Aim of the exercise.
Write out the passage of the court opinion below word for word, starting with "Opinion dissenting in" and going on through "advance government approval.".

Concurring opinion filed by District Judge GREENE.

Opinion dissenting in part and concurring in remand filed by Senior Circuit Judge MACKINNON.

GINSBURG, Circuit Judge:

This case concerns the right of a Florida corporation, specially designated a “Cuban national” pursuant to section 5(b) of the Trading with the Enemy Act, 50 U.S.C. app. § 5(b) (1982) (TWEA or Act), to choose and retain counsel without obtaining in advance a government (Treasury Department, Office of Foreign Assets Control) license to do so. We hold that although government permission, in the form of an Office of Foreign Assets Control license, is required prior to the execution of any transaction reaching the assets of a designated Cuban national, the Office of Foreign Assets Control lacks authority to condition the bare formation of an attorney-client relationship on advance government approval.

Recorded information.
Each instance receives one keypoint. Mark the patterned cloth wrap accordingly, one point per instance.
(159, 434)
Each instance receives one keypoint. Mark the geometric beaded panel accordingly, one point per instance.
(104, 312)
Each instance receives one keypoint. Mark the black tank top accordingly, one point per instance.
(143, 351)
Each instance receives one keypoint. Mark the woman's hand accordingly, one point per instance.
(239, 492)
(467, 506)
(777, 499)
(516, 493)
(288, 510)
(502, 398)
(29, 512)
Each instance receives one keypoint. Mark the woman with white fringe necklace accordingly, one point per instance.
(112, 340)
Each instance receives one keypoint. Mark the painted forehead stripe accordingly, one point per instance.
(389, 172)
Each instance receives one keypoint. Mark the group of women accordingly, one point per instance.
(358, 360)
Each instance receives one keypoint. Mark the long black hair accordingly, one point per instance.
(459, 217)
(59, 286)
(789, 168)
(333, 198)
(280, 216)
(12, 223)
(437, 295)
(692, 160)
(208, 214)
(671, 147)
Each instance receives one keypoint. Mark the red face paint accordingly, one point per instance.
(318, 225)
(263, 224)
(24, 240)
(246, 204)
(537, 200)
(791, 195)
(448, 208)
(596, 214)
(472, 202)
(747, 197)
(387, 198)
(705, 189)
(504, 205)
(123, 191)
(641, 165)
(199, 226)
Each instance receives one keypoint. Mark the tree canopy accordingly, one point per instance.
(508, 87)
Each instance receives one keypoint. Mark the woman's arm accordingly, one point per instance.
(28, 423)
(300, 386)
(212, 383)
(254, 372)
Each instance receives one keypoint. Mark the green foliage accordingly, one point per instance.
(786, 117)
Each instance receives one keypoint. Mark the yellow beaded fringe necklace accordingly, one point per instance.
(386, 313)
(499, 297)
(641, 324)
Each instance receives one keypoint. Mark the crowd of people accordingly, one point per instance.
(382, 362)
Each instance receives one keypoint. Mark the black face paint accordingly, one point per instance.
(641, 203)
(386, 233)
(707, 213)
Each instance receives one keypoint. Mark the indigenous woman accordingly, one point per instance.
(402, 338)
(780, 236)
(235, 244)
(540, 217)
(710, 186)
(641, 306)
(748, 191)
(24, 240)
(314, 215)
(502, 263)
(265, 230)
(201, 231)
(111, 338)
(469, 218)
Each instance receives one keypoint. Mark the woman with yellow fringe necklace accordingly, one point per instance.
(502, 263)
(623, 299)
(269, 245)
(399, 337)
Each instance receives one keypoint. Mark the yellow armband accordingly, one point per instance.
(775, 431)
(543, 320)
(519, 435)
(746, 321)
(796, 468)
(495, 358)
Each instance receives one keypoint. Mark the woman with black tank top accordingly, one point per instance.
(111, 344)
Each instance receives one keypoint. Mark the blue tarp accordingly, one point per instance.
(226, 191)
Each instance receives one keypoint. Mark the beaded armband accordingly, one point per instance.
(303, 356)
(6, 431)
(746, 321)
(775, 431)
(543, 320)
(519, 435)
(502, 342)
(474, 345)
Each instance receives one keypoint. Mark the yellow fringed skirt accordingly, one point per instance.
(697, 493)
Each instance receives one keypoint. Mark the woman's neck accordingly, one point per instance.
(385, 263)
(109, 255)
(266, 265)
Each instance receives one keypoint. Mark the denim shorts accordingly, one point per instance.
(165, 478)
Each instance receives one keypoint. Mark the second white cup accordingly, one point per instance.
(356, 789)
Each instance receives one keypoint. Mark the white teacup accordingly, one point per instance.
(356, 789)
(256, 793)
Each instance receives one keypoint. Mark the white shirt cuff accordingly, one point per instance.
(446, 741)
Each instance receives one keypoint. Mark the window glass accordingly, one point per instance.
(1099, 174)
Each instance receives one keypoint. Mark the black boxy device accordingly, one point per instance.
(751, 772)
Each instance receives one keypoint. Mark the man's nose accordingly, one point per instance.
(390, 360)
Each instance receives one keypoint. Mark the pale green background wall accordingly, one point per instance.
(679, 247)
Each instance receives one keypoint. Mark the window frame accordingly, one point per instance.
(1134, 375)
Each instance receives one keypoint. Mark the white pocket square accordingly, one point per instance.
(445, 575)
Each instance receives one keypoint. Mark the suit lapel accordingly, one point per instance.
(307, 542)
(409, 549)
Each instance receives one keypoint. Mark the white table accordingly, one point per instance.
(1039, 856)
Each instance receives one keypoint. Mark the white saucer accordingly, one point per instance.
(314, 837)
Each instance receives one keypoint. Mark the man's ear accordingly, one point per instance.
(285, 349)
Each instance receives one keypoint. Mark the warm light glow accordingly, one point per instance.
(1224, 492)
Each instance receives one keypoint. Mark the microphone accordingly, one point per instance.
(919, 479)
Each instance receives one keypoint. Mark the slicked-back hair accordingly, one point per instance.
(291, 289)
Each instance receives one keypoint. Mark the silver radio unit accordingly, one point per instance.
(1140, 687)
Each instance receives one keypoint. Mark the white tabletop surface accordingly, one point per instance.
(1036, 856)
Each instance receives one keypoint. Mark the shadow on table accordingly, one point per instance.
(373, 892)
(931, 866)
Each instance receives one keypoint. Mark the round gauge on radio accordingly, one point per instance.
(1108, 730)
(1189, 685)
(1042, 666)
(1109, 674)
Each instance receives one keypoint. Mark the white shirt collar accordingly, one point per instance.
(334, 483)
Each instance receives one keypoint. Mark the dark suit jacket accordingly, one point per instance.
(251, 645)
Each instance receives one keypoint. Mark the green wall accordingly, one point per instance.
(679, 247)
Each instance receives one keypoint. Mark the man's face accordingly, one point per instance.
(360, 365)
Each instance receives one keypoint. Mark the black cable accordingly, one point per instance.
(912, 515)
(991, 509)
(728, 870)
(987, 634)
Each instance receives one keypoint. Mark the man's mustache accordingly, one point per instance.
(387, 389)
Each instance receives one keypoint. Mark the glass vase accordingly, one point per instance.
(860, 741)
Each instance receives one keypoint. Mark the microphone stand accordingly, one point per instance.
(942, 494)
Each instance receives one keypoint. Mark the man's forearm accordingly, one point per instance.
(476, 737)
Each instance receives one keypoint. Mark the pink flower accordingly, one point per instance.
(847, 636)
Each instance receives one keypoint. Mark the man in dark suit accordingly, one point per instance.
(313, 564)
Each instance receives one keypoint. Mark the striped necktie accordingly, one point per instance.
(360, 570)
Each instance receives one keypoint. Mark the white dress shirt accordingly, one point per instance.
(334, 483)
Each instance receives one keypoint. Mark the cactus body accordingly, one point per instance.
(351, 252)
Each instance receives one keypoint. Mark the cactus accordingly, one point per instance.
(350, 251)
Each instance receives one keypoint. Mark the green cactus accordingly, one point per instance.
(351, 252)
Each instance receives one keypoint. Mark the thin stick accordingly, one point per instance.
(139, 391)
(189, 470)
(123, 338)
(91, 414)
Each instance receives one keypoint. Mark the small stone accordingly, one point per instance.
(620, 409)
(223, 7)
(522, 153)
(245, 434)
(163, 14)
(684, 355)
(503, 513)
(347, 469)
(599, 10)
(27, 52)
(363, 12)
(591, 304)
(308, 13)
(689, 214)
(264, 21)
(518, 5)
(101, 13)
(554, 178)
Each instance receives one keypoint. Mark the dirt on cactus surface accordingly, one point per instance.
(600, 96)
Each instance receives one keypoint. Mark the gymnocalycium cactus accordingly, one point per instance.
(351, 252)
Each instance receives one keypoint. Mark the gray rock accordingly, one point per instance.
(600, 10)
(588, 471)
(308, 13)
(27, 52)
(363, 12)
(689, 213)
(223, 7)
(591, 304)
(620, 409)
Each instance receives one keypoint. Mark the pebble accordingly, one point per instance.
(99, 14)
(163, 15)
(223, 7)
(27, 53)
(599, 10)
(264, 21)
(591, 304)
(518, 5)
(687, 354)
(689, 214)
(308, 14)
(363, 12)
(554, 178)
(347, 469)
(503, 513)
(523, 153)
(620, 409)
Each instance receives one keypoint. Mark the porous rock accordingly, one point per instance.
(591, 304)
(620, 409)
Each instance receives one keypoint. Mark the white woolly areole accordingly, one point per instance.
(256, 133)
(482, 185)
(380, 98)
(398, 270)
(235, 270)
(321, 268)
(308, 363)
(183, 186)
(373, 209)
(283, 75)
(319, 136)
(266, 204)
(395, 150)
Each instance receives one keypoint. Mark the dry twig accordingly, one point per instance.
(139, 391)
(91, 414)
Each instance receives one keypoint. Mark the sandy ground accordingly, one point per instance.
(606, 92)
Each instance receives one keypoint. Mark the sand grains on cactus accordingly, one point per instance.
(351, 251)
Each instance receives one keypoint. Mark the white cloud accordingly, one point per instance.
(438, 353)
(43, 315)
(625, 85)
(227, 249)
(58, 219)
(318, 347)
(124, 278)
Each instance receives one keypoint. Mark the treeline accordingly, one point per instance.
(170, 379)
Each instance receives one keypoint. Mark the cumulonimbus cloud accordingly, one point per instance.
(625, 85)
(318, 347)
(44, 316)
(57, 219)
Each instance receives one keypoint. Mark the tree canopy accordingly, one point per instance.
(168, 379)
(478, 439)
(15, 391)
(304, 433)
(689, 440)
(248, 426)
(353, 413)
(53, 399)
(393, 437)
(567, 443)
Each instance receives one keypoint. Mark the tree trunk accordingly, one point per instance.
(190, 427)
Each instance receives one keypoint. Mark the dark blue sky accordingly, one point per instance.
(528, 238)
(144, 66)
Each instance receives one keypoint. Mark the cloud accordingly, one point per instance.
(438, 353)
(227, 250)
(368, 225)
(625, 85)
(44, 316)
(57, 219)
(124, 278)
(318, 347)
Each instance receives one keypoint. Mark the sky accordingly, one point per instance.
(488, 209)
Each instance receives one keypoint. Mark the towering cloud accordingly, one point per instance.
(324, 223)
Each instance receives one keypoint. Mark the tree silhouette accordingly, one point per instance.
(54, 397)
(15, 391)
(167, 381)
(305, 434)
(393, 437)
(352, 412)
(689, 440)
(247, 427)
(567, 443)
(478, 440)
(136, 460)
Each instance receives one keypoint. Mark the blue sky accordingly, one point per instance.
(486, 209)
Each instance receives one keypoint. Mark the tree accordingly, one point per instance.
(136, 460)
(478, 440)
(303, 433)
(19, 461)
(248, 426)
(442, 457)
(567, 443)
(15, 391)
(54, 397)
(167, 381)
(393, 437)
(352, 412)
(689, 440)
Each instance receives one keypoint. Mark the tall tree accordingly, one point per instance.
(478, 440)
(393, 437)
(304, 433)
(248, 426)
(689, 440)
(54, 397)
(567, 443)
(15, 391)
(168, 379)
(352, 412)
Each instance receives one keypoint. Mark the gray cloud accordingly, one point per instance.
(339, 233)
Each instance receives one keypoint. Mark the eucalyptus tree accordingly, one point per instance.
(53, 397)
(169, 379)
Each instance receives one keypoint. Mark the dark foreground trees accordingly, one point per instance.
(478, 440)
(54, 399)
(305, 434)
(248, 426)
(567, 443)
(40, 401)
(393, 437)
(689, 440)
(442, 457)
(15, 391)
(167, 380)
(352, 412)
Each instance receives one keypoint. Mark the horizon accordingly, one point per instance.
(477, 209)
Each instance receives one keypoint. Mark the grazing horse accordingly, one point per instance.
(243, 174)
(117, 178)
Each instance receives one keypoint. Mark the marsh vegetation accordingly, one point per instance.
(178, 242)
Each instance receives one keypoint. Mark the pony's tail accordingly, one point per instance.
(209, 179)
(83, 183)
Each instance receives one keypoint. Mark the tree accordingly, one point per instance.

Solution to this exercise.
Opinion dissenting in part and concurring in remand filed by Senior Circuit Judge MACKINNON.

GINSBURG, Circuit Judge:

This case concerns the right of a Florida corporation, specially designated a “Cuban national” pursuant to section 5(b) of the Trading with the Enemy Act, 50 U.S.C. app. § 5(b) (1982) (TWEA or Act), to choose and retain counsel without obtaining in advance a government (Treasury Department, Office of Foreign Assets Control) license to do so. We hold that although government permission, in the form of an Office of Foreign Assets Control license, is required prior to the execution of any transaction reaching the assets of a designated Cuban national, the Office of Foreign Assets Control lacks authority to condition the bare formation of an attorney-client relationship on advance government approval.